#### Data lines
· · ·
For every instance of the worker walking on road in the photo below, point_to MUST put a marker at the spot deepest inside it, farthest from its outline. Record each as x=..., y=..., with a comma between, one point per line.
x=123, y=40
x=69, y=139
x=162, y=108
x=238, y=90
· · ·
#### Written problem
Retype all the rows above word for word, leaving each line unchanged.

#### Answer
For every instance of the worker walking on road in the photo below, point_to MUST put a marker at the spot deepest inside it, farthest from its outline. Record each as x=..., y=..., with a comma between, one point per line.
x=123, y=40
x=69, y=139
x=162, y=108
x=238, y=90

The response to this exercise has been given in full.